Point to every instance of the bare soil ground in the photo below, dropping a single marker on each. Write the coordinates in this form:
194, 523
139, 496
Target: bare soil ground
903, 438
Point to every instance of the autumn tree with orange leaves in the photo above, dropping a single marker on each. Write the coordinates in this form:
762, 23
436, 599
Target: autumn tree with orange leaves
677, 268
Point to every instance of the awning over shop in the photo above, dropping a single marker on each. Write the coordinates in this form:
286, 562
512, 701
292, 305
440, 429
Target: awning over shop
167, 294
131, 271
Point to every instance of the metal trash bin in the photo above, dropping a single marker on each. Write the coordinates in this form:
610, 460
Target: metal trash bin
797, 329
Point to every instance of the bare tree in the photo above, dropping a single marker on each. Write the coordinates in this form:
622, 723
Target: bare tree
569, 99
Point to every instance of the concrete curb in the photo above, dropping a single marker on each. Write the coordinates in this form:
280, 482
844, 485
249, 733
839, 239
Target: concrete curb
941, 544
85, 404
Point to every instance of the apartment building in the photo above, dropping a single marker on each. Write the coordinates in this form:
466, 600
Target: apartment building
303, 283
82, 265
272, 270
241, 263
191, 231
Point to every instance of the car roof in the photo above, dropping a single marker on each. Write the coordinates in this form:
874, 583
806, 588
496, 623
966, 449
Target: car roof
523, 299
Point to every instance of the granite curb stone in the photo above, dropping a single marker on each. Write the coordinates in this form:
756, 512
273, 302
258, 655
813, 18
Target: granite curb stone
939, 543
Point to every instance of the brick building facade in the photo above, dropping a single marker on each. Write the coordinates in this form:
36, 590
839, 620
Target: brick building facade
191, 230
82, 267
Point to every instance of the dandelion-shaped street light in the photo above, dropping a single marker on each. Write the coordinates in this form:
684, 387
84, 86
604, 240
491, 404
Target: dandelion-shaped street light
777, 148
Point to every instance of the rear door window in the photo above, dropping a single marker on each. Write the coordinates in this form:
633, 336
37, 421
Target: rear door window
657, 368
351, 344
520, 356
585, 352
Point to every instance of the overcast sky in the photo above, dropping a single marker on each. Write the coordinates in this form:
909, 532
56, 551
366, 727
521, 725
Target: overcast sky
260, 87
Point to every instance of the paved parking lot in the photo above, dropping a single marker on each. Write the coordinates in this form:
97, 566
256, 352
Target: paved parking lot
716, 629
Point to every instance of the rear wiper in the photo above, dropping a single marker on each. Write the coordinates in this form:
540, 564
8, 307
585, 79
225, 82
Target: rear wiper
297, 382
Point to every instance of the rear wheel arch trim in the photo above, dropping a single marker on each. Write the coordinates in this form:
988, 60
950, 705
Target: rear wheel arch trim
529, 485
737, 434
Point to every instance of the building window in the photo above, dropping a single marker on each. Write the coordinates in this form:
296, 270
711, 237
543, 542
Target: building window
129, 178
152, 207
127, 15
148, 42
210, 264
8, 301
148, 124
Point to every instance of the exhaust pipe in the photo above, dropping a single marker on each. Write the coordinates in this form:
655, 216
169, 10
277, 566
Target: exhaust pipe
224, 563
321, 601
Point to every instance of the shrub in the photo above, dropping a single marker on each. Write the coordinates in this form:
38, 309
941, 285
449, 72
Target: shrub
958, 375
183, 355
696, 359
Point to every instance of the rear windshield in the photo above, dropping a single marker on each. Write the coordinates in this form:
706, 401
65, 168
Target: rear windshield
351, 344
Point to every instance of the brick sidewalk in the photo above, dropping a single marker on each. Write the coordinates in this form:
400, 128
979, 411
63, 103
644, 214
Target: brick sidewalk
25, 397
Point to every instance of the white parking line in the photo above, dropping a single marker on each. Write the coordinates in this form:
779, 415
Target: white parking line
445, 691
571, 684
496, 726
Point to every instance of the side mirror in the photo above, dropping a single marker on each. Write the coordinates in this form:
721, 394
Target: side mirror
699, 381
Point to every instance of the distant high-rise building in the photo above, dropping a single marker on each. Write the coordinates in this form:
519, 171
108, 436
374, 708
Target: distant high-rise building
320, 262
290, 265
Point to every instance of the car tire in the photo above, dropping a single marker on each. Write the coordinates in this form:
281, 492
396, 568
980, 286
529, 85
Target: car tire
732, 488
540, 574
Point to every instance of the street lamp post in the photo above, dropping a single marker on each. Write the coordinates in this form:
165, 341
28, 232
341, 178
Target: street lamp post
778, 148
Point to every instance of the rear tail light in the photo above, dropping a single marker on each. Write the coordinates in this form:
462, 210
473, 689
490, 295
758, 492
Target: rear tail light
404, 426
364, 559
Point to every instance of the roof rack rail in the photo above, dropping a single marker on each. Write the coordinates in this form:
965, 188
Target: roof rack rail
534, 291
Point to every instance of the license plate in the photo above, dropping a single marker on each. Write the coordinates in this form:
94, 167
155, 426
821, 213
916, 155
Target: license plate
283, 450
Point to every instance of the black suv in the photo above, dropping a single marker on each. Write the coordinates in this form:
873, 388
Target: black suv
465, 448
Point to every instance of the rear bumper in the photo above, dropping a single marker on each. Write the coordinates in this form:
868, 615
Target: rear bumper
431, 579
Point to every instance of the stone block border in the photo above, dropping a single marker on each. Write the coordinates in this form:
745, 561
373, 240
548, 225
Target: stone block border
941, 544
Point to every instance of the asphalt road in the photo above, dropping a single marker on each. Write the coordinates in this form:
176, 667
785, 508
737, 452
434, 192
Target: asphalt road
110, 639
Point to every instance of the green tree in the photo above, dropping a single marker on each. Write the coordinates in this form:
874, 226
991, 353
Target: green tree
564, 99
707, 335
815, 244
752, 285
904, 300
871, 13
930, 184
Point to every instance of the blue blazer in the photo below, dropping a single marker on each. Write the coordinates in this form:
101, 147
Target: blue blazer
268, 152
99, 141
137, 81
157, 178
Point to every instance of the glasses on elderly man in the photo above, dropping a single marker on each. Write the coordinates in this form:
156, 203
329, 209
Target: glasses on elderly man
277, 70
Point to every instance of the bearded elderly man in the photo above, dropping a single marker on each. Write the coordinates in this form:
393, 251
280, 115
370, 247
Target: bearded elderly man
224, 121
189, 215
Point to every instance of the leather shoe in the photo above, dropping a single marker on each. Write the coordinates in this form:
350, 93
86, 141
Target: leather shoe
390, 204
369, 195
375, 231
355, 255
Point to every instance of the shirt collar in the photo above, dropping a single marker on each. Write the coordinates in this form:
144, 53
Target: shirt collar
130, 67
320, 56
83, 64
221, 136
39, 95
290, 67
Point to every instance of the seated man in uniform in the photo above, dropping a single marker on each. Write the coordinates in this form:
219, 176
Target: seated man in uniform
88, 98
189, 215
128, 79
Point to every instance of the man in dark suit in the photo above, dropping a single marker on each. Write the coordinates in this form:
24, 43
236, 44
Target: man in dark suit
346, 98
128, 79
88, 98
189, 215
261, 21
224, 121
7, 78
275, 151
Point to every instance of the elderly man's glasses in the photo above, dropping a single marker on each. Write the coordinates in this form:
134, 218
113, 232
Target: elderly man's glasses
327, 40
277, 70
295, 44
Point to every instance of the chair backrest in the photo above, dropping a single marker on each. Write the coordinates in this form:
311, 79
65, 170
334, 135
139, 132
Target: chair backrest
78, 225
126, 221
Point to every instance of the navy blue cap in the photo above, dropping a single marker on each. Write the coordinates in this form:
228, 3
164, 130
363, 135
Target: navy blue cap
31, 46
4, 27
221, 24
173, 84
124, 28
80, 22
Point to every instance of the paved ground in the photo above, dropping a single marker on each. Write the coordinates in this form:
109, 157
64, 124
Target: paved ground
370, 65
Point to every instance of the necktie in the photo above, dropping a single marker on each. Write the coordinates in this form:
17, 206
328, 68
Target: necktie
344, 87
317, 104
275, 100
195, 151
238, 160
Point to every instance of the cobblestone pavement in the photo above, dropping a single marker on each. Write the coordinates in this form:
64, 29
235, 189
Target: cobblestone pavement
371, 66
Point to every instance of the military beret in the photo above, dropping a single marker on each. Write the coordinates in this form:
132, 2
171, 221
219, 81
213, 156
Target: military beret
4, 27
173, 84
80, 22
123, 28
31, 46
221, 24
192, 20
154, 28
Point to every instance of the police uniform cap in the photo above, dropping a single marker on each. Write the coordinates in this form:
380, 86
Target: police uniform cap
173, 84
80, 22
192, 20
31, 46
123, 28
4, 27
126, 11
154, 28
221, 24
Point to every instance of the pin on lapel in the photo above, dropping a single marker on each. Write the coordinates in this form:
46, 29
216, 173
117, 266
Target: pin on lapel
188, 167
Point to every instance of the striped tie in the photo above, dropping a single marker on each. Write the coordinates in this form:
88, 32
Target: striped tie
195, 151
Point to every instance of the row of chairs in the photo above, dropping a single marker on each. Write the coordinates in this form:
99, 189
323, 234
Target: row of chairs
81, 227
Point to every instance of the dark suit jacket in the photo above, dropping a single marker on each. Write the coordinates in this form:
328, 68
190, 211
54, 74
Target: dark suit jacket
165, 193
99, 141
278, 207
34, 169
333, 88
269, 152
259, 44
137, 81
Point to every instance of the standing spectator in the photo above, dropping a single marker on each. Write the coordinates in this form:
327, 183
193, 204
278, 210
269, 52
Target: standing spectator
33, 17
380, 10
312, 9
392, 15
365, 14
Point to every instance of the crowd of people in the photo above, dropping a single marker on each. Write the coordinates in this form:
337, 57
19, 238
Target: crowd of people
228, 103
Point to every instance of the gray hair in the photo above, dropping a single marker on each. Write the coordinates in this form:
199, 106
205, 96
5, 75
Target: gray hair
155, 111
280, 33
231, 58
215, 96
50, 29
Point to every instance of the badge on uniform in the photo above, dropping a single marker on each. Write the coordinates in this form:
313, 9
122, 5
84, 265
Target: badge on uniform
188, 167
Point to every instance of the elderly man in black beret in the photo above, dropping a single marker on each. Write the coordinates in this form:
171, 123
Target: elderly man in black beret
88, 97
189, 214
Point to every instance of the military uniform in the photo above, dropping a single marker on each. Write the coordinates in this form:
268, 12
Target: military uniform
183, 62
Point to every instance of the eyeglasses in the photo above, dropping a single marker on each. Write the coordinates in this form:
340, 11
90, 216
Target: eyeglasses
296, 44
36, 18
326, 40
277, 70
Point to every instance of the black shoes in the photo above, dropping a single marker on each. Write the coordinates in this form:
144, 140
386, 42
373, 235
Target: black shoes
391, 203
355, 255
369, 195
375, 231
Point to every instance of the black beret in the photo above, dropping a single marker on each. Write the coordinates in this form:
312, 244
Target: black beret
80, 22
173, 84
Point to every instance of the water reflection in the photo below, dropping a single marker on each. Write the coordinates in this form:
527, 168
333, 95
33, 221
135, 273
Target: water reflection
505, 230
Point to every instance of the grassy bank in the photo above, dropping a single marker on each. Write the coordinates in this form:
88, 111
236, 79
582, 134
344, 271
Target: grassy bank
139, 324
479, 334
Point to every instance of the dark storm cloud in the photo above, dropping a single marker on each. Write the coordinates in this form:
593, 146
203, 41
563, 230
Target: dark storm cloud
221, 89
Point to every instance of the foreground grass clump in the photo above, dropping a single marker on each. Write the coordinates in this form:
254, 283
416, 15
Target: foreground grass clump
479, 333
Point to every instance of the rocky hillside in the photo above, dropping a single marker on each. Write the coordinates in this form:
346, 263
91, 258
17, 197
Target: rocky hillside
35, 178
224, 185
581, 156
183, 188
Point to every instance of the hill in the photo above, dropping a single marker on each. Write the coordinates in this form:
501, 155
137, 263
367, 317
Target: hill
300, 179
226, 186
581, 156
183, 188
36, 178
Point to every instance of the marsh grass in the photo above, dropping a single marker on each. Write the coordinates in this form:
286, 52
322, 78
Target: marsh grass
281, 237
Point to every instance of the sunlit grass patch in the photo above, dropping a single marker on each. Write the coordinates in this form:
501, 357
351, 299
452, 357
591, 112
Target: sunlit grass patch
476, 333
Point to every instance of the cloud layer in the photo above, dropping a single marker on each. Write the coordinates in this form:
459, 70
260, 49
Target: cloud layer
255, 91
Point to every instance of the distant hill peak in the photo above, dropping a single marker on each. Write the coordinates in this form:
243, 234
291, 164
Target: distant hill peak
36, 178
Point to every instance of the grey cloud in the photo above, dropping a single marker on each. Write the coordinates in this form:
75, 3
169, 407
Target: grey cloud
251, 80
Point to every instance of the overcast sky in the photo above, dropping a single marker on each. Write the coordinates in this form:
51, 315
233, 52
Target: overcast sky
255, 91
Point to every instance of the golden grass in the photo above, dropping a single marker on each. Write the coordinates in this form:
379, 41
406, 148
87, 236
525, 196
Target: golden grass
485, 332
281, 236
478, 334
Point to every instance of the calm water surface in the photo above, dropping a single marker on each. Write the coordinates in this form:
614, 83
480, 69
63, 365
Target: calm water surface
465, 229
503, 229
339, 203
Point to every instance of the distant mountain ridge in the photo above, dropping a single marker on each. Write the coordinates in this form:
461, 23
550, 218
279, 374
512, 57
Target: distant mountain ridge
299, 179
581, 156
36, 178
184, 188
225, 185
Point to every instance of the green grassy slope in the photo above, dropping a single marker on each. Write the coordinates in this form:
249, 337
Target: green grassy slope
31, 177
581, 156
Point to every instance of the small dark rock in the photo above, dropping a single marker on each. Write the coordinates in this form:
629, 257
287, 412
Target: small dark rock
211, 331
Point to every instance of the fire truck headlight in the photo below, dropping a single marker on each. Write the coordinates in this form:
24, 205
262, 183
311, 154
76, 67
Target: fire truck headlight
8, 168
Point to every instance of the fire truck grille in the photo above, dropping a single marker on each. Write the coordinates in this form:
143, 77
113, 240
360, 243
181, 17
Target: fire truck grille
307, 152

> _About this exercise_
Please make an exact copy of the lines above from the line with "Point to every instance of the distant hill" through the line with "Point to every instance of the fire truck headlight", both ends included.

> _Exercise output_
Point to every instance of the distant hill peak in the photo above, dropping a single marker on each. Write the coordinates in this form:
243, 234
291, 164
Target: distant hill peak
36, 178
Point to every instance of the grey cloud in the photo above, dropping a single marker on each. Write the coordinates in this form:
75, 3
169, 407
Target: grey cloud
251, 80
Point to every instance of the overcast sky in the photo above, dropping a single marker on each. Write the coordinates in this form:
51, 315
233, 52
Target: overcast sky
255, 91
Point to every instance of the golden grass in the photo above, dropping a single marker on each. Write the coordinates in this form:
379, 41
406, 148
87, 236
525, 196
Target: golden grass
485, 332
281, 236
478, 334
Point to every instance of the calm water surface in the photo above, dropping a single marker on each. Write the coordinates in this form:
614, 83
480, 69
63, 365
Target: calm water surface
465, 229
503, 229
339, 203
Point to every instance of the distant mountain ridge in the photo above, dropping a single marker on each. Write the coordinates in this form:
461, 23
550, 218
279, 374
512, 57
Target: distant mountain ridge
299, 179
581, 156
36, 178
184, 188
225, 185
Point to every instance of the green grassy slope in the photo above, dropping a single marker on each. Write the coordinates in this form:
249, 337
Target: green grassy slope
31, 177
581, 156
Point to every instance of the small dark rock in the photo above, dropping a single marker on each. Write the coordinates in this form:
629, 257
287, 412
Target: small dark rock
211, 331
Point to every instance of the fire truck headlight in the photo below, dropping a single marker on each. Write the coordinates in this form:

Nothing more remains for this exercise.